> Task objective
Convert all of the rows below into a Markdown table with two columns, "No." and "Line". Number each row and leave out blank lines.

-- BEGIN Data shown --

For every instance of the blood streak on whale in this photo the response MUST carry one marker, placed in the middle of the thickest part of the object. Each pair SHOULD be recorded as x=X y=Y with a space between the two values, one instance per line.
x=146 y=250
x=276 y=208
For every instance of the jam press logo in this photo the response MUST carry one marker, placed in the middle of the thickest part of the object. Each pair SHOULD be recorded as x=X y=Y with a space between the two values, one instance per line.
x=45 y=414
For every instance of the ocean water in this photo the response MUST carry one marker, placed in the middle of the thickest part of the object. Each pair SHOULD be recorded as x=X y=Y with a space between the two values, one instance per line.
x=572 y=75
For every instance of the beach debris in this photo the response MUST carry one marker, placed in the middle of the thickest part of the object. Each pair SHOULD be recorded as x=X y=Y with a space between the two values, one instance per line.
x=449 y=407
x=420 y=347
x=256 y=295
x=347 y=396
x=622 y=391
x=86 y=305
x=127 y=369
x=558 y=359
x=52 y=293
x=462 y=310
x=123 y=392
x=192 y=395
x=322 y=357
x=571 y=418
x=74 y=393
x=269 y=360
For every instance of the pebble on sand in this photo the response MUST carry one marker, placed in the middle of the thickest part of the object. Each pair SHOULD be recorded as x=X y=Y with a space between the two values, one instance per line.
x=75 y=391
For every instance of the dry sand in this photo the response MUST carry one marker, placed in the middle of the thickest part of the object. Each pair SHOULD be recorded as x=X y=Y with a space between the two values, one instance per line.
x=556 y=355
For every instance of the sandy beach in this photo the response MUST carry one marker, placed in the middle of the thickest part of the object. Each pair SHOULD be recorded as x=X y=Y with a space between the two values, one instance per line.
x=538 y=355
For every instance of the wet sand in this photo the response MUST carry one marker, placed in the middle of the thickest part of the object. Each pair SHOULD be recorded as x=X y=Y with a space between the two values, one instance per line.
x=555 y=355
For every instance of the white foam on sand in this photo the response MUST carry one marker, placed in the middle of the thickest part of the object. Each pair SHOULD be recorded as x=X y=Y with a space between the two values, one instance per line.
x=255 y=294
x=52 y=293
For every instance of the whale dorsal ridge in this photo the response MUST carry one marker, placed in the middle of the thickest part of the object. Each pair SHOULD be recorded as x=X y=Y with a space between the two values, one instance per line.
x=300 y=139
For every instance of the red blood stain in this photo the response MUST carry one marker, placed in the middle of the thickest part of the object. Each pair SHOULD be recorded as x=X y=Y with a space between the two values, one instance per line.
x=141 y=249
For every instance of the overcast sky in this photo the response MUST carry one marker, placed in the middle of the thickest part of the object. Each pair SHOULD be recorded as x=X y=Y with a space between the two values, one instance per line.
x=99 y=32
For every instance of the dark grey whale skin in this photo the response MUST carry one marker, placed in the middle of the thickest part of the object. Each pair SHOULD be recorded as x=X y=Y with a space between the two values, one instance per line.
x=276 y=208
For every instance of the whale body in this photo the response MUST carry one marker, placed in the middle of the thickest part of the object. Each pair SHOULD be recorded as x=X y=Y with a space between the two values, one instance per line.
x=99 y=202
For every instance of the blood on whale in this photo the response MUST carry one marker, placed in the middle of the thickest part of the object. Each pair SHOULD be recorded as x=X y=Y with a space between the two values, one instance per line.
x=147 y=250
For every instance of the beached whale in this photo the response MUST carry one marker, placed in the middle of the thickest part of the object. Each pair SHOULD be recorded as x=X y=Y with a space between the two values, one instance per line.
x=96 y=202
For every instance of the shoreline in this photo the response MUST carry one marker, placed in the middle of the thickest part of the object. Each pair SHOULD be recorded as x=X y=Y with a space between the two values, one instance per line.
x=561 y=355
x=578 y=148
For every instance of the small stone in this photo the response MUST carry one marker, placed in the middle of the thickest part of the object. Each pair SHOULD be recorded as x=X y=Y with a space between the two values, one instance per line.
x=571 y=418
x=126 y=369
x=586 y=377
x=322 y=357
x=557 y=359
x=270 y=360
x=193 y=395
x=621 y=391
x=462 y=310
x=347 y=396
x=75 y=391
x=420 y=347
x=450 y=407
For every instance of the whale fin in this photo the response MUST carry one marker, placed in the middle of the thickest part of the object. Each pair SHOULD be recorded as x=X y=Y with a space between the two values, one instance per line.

-- END Data shown --

> The completed task
| No. | Line |
|---|---|
| 1 | For every instance of the blood streak on whale in this photo the response MUST carry one marker, placed in the middle of the thickest part of the object. Each pair SHOULD be recorded as x=X y=Y with a space between the two values, one instance per line. |
| 2 | x=146 y=250 |
| 3 | x=276 y=208 |
| 4 | For every instance of the jam press logo in this photo the response MUST carry one marker, placed in the middle of the thickest part of the object. Each pair SHOULD be recorded as x=X y=Y with a space between the two values, one instance per line. |
| 5 | x=45 y=414 |
| 6 | For every instance of the ocean water in this photo the response MUST carry one marker, placed in the middle of the thickest part of the object. Each pair SHOULD be recorded as x=X y=Y with a space between the two values, one instance per line. |
| 7 | x=572 y=75 |
| 8 | For every instance of the beach debris in this photo the response MUST carry one marker, placed in the middle of the thickest part of the object. Each pair SHOULD be recorded as x=X y=Y with a space between the two values, one instance per line. |
| 9 | x=449 y=407 |
| 10 | x=420 y=347 |
| 11 | x=256 y=295 |
| 12 | x=347 y=396 |
| 13 | x=622 y=391 |
| 14 | x=86 y=305 |
| 15 | x=127 y=369 |
| 16 | x=558 y=359 |
| 17 | x=52 y=293 |
| 18 | x=462 y=310 |
| 19 | x=123 y=392 |
| 20 | x=192 y=395 |
| 21 | x=322 y=357 |
| 22 | x=571 y=418 |
| 23 | x=74 y=393 |
| 24 | x=269 y=360 |
| 25 | For every instance of the pebble on sand in this photo the response MUST carry one marker, placed in the middle of the thickest part of the object. Each pair SHOULD be recorded as x=X y=Y with a space between the two values, one instance per line. |
| 26 | x=75 y=391 |
| 27 | For every instance of the dry sand in this photo the response MUST carry one marker, placed in the middle of the thickest part of the object. Each pair SHOULD be recorded as x=X y=Y with a space between the two values, one instance per line. |
| 28 | x=556 y=355 |
| 29 | For every instance of the sandy beach in this photo the response MUST carry one marker, placed in the middle of the thickest part of the object. Each pair SHOULD be recorded as x=X y=Y with a space between the two values, one instance per line. |
| 30 | x=538 y=355 |
| 31 | For every instance of the wet sand in this photo the response MUST carry one marker, placed in the middle of the thickest part of the object. Each pair SHOULD be recorded as x=X y=Y with a space between the two values, one instance per line. |
| 32 | x=555 y=355 |
| 33 | For every instance of the white foam on sand in this photo the response MUST carry one marker, placed in the middle of the thickest part of the object. Each pair SHOULD be recorded as x=X y=Y with a space between the two values, one instance per line. |
| 34 | x=255 y=294 |
| 35 | x=52 y=293 |
| 36 | For every instance of the whale dorsal ridge in this photo the response MUST carry one marker, placed in the middle of the thickest part of the object. Each pair SHOULD be recorded as x=X y=Y with a space between the two values, one instance per line. |
| 37 | x=300 y=139 |
| 38 | For every instance of the red blood stain in this photo the response MUST carry one marker, placed in the middle of the thickest part of the object. Each pair SHOULD be recorded as x=X y=Y with a space between the two values, one instance per line. |
| 39 | x=141 y=249 |
| 40 | For every instance of the overcast sky in this photo the response MUST carry one marker, placed in the middle of the thickest part of the object. Each pair SHOULD be recorded as x=X y=Y with a space between the two values, one instance per line. |
| 41 | x=99 y=32 |
| 42 | For every instance of the dark grey whale skin in this photo the response MUST carry one marker, placed in the middle of the thickest part of the object. Each pair SHOULD be recorded as x=X y=Y with a space between the two values, one instance per line. |
| 43 | x=276 y=208 |
| 44 | For every instance of the whale body in this photo the response MUST carry one marker, placed in the middle of the thickest part of the object. Each pair SHOULD be recorded as x=X y=Y with a space between the two values, one instance per line. |
| 45 | x=99 y=202 |
| 46 | For every instance of the blood on whale in this photo the response MUST carry one marker, placed in the middle of the thickest part of the object. Each pair SHOULD be recorded as x=X y=Y with a space between the two values, one instance per line. |
| 47 | x=147 y=250 |
| 48 | For every instance of the beached whale in this photo the response MUST carry one marker, placed in the middle of the thickest part of the object. Each pair SHOULD be recorded as x=X y=Y with a space between the two values, one instance per line. |
| 49 | x=96 y=202 |
| 50 | For every instance of the shoreline in this photo the response MUST carry one marker, placed in the middle of the thickest part of the object. Each pair SHOULD be recorded as x=X y=Y with a space between the two values, one instance per line. |
| 51 | x=561 y=355 |
| 52 | x=578 y=148 |
| 53 | For every instance of the small stone in this photo the response MUST carry one marker, placed in the middle of the thickest part of the object. Each pair SHOULD be recorded as x=X y=Y with a space between the two values, one instance per line. |
| 54 | x=571 y=418 |
| 55 | x=126 y=369 |
| 56 | x=586 y=377 |
| 57 | x=322 y=357 |
| 58 | x=557 y=359 |
| 59 | x=270 y=360 |
| 60 | x=193 y=395 |
| 61 | x=621 y=391 |
| 62 | x=462 y=310 |
| 63 | x=347 y=396 |
| 64 | x=75 y=391 |
| 65 | x=420 y=347 |
| 66 | x=450 y=407 |
| 67 | For every instance of the whale fin in this photo the response MUST carry one marker, placed in the middle of the thickest part of the object. Each pair SHOULD be recorded as x=X y=Y with a space between the two values, one instance per line. |